TASK DIRECTIONS => Starting with the line that contains "Annotation task — tag each instance of the woman with blonde" and stopping after the line that contains "Annotation task — tag each instance of the brown hair", return each line below exactly as written, with no others.

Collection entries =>
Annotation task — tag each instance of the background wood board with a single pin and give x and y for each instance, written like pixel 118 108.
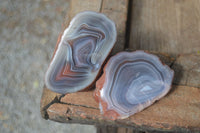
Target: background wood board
pixel 169 26
pixel 164 26
pixel 177 109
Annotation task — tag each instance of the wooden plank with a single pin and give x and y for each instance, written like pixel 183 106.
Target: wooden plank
pixel 187 70
pixel 77 6
pixel 170 26
pixel 178 111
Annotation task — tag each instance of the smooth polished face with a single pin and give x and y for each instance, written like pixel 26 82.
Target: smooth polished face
pixel 84 46
pixel 133 81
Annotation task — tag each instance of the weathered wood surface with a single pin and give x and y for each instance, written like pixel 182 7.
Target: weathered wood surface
pixel 163 26
pixel 178 111
pixel 115 10
pixel 169 26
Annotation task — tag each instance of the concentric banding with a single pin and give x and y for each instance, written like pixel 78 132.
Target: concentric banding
pixel 84 46
pixel 134 81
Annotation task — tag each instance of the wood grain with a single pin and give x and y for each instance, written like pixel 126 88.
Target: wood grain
pixel 170 26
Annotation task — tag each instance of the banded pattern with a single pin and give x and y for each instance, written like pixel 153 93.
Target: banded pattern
pixel 133 81
pixel 84 46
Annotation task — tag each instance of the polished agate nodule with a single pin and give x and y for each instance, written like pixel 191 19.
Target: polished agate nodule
pixel 82 49
pixel 131 82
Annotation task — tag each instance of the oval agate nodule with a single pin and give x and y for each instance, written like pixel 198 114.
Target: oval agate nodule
pixel 131 82
pixel 80 53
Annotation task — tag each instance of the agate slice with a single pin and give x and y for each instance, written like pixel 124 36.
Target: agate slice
pixel 80 53
pixel 131 82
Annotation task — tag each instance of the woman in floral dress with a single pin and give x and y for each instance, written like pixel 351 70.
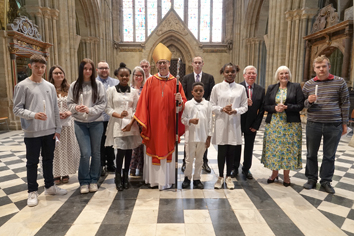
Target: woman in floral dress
pixel 67 152
pixel 283 134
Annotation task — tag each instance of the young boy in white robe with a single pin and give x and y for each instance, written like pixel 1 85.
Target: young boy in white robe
pixel 197 118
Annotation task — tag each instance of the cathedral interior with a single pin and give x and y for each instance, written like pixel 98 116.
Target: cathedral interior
pixel 263 33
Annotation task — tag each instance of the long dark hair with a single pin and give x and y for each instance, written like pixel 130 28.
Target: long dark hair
pixel 237 68
pixel 64 85
pixel 77 90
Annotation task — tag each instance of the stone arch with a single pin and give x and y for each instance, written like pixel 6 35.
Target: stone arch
pixel 173 40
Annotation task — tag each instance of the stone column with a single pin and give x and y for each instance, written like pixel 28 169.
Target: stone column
pixel 55 14
pixel 307 61
pixel 346 57
pixel 47 15
pixel 289 17
pixel 296 17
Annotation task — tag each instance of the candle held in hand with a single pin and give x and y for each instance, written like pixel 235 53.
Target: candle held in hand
pixel 44 106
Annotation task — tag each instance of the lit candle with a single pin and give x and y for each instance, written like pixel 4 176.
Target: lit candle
pixel 44 106
pixel 281 97
pixel 81 99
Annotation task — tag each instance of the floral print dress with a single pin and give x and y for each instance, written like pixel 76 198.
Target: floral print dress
pixel 282 141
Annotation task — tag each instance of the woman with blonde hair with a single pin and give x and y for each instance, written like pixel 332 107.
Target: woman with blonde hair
pixel 283 133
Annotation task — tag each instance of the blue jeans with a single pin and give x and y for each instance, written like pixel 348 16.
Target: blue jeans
pixel 89 136
pixel 331 133
pixel 45 146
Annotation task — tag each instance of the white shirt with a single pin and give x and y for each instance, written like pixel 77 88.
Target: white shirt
pixel 118 102
pixel 203 111
pixel 228 127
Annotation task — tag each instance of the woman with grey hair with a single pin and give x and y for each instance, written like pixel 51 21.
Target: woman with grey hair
pixel 137 82
pixel 283 134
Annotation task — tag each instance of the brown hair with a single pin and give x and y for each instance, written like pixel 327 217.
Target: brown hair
pixel 38 58
pixel 321 59
pixel 77 89
pixel 64 85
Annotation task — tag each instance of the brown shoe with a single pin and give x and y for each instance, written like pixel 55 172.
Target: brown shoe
pixel 65 179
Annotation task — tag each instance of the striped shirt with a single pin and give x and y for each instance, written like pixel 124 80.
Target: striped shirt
pixel 332 103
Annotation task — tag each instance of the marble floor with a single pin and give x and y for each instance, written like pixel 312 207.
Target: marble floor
pixel 252 208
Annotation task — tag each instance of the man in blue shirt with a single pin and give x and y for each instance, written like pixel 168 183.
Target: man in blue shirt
pixel 107 153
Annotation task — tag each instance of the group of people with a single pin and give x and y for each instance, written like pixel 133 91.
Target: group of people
pixel 78 126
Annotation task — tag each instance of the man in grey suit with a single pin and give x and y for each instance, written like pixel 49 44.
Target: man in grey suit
pixel 250 121
pixel 187 83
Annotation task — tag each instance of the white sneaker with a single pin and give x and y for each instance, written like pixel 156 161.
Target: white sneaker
pixel 219 183
pixel 32 199
pixel 84 189
pixel 229 183
pixel 93 188
pixel 55 190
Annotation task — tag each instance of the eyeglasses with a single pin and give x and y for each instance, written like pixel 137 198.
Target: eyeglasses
pixel 162 62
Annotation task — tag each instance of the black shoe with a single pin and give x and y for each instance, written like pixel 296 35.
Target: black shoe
pixel 269 181
pixel 234 173
pixel 103 171
pixel 327 187
pixel 310 184
pixel 118 182
pixel 206 167
pixel 247 174
pixel 186 183
pixel 183 168
pixel 125 180
pixel 111 168
pixel 198 184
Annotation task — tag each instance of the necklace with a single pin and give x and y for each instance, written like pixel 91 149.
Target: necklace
pixel 163 88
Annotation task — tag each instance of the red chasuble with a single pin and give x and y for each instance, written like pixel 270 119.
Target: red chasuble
pixel 156 112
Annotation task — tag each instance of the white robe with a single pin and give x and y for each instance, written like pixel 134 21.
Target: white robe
pixel 227 130
pixel 162 176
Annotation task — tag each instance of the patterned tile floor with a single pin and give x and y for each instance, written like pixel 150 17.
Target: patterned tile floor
pixel 252 208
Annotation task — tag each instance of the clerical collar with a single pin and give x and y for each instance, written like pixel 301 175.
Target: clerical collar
pixel 229 82
pixel 164 76
pixel 330 77
pixel 247 85
pixel 121 89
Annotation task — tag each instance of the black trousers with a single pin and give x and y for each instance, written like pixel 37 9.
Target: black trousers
pixel 249 138
pixel 119 159
pixel 43 146
pixel 226 153
pixel 107 153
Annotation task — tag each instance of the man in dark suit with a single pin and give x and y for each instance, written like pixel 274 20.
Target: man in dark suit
pixel 187 82
pixel 250 121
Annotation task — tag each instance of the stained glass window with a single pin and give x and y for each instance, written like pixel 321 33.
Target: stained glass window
pixel 128 33
pixel 217 21
pixel 151 15
pixel 179 8
pixel 165 6
pixel 139 20
pixel 205 21
pixel 193 17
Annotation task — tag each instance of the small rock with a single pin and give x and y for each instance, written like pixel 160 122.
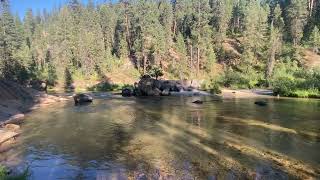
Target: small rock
pixel 6 135
pixel 198 102
pixel 165 92
pixel 126 92
pixel 12 127
pixel 82 98
pixel 261 103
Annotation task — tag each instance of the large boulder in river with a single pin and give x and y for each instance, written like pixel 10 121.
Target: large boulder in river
pixel 82 98
pixel 148 86
pixel 126 92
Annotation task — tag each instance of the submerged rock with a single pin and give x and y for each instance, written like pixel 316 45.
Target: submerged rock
pixel 197 102
pixel 82 98
pixel 126 92
pixel 6 135
pixel 165 92
pixel 12 127
pixel 261 103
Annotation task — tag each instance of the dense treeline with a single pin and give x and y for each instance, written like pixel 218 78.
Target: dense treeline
pixel 186 38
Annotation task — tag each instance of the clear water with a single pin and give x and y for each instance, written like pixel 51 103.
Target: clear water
pixel 170 138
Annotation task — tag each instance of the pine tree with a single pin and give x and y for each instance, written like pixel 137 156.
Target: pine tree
pixel 315 39
pixel 297 14
pixel 275 40
pixel 9 43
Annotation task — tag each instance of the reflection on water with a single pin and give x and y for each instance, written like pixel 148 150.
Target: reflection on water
pixel 171 138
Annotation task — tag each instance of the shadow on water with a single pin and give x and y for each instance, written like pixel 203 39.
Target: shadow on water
pixel 169 138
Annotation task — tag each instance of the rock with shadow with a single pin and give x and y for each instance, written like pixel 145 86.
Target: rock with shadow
pixel 261 103
pixel 126 92
pixel 80 99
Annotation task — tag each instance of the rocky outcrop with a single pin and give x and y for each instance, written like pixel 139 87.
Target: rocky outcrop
pixel 148 86
pixel 126 92
pixel 82 98
pixel 6 135
pixel 261 103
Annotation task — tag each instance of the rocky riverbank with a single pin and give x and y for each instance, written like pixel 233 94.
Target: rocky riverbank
pixel 15 102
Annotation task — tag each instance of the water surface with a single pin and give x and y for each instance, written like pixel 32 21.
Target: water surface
pixel 171 138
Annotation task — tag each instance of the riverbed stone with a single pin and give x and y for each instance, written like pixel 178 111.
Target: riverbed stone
pixel 82 98
pixel 165 92
pixel 12 127
pixel 126 92
pixel 6 135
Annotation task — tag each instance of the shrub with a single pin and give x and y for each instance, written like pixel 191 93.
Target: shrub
pixel 213 86
pixel 155 72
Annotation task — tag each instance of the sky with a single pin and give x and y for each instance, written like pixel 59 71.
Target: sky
pixel 21 6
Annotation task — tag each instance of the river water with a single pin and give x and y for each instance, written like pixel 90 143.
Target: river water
pixel 172 138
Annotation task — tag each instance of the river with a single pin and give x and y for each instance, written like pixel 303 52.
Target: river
pixel 172 138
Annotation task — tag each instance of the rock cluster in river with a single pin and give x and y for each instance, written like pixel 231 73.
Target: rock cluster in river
pixel 148 86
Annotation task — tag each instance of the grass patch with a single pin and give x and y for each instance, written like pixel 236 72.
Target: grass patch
pixel 4 175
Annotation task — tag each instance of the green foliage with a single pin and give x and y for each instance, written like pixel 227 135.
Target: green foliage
pixel 291 80
pixel 155 72
pixel 315 39
pixel 4 174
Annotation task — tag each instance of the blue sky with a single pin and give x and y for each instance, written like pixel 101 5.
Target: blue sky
pixel 20 6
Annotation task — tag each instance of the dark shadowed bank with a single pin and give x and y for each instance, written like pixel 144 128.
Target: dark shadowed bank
pixel 15 102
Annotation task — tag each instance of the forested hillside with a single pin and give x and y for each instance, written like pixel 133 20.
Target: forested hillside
pixel 232 43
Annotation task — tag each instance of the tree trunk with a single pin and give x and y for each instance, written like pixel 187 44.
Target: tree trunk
pixel 191 57
pixel 174 28
pixel 144 64
pixel 198 60
pixel 311 6
pixel 128 32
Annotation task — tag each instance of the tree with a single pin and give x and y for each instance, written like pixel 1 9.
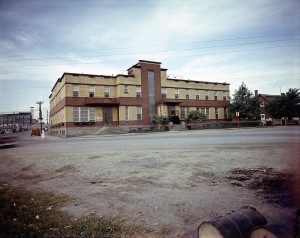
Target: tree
pixel 245 103
pixel 286 105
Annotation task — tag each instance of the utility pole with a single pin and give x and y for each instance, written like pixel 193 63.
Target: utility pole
pixel 40 114
pixel 47 117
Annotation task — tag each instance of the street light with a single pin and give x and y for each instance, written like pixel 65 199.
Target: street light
pixel 237 114
pixel 40 113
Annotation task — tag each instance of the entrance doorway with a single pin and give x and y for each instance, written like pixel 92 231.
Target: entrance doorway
pixel 107 116
pixel 173 115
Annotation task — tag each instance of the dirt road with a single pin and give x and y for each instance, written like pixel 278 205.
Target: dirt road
pixel 167 183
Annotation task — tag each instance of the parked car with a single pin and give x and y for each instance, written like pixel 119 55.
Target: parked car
pixel 35 132
pixel 8 140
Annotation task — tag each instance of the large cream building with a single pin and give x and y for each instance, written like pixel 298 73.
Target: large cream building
pixel 83 103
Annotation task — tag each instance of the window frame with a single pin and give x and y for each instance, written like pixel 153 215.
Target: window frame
pixel 92 91
pixel 75 90
pixel 106 91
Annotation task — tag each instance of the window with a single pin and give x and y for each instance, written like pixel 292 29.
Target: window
pixel 163 93
pixel 139 113
pixel 207 113
pixel 106 91
pixel 83 114
pixel 125 88
pixel 216 95
pixel 126 113
pixel 92 91
pixel 138 91
pixel 206 94
pixel 187 94
pixel 75 90
pixel 75 114
pixel 176 93
pixel 92 113
pixel 216 113
pixel 184 111
pixel 197 94
pixel 224 95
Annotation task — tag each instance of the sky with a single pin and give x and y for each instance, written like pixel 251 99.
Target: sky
pixel 252 41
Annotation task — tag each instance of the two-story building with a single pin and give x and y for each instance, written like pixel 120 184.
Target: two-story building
pixel 83 103
pixel 264 100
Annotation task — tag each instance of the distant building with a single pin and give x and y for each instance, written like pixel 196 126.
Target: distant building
pixel 83 103
pixel 265 100
pixel 16 121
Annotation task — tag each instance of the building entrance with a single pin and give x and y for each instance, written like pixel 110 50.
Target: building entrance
pixel 173 115
pixel 107 116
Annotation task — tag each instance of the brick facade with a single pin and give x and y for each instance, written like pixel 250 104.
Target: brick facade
pixel 83 103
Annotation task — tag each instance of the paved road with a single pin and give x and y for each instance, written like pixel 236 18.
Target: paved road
pixel 162 181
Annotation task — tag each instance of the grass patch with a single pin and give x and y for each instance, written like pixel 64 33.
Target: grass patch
pixel 37 214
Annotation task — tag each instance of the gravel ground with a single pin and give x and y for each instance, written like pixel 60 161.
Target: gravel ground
pixel 168 183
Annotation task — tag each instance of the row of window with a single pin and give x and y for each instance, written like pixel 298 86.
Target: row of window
pixel 83 114
pixel 197 94
pixel 87 114
pixel 184 111
pixel 106 90
pixel 138 92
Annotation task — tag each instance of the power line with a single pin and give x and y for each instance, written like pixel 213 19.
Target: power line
pixel 95 62
pixel 151 52
pixel 178 43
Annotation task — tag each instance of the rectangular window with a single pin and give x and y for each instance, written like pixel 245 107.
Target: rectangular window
pixel 106 91
pixel 139 113
pixel 92 91
pixel 163 92
pixel 207 113
pixel 187 94
pixel 176 93
pixel 184 111
pixel 75 114
pixel 216 113
pixel 138 91
pixel 206 94
pixel 126 113
pixel 75 90
pixel 197 92
pixel 224 95
pixel 84 114
pixel 151 93
pixel 91 114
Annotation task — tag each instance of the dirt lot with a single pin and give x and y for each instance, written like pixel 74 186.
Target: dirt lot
pixel 166 183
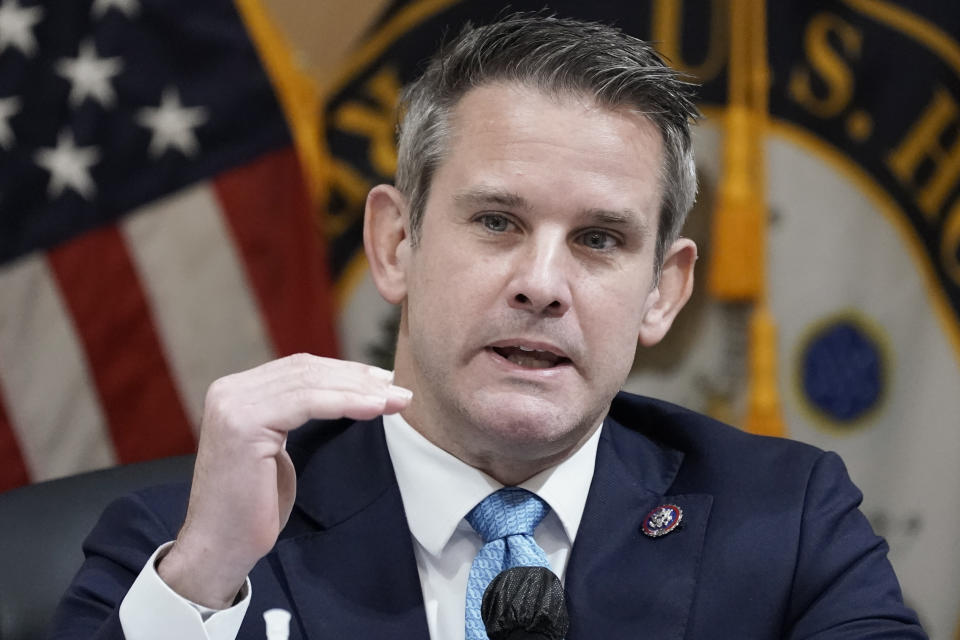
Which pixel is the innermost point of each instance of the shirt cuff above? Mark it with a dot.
(152, 610)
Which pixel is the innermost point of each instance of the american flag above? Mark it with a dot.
(155, 228)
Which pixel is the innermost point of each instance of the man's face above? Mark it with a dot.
(527, 290)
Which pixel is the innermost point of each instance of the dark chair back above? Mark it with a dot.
(42, 527)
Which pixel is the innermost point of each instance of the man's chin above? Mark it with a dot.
(527, 420)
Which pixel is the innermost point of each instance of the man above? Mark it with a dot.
(545, 169)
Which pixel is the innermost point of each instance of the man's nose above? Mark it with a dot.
(540, 280)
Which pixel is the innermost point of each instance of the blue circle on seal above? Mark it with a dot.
(843, 372)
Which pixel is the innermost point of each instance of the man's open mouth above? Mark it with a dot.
(530, 358)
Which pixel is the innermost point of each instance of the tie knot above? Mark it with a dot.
(508, 512)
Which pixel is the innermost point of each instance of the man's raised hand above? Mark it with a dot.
(244, 483)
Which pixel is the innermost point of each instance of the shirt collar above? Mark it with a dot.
(438, 489)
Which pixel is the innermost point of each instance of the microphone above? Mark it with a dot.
(525, 603)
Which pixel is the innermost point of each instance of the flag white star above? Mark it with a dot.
(128, 7)
(16, 26)
(172, 124)
(69, 166)
(8, 108)
(90, 75)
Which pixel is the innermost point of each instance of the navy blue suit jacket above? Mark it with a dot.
(772, 544)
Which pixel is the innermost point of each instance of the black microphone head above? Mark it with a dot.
(525, 603)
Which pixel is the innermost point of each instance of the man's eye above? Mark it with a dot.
(597, 239)
(495, 222)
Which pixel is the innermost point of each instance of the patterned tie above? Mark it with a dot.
(505, 520)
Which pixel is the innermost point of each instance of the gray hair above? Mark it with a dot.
(560, 57)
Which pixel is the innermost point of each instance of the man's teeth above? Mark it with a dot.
(530, 361)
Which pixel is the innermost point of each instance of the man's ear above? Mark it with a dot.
(386, 241)
(671, 293)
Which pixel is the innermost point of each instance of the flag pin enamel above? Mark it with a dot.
(662, 520)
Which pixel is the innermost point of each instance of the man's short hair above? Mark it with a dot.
(559, 57)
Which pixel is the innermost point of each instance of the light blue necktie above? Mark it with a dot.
(505, 520)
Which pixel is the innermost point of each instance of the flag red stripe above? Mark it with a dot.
(100, 287)
(282, 251)
(13, 471)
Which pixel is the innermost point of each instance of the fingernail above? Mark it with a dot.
(399, 392)
(382, 374)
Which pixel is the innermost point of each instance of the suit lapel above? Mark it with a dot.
(621, 583)
(349, 567)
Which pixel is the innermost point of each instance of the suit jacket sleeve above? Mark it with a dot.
(116, 550)
(844, 586)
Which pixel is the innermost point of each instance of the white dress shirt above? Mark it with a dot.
(437, 490)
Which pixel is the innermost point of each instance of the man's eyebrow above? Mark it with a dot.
(487, 196)
(624, 218)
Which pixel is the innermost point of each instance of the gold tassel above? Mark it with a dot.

EXERCISE ANSWER =>
Annotation task — tag each instance of the woman with blonde hair with a single pin and give x and y for each instance, written like pixel 332 107.
Target: woman with blonde hair
pixel 283 133
Annotation task — tag each instance of the blue jeans with a single pin and give x and y for each instance, written like pixel 348 16.
Target: blue jeans
pixel 89 136
pixel 331 133
pixel 45 146
Annotation task — tag each instance of the white shirt with a single pin and give x and y for each instance, written like pixel 77 88.
Target: white shirt
pixel 118 102
pixel 203 111
pixel 228 127
Annotation task — tag each instance of the woman with grey hair with a single pin and give x and y for each instance, written like pixel 51 21.
Target: woman with grey hair
pixel 137 82
pixel 283 134
Annotation task — tag each instance of the brown hair with a single pin and give x and y for each instance, written like pixel 327 217.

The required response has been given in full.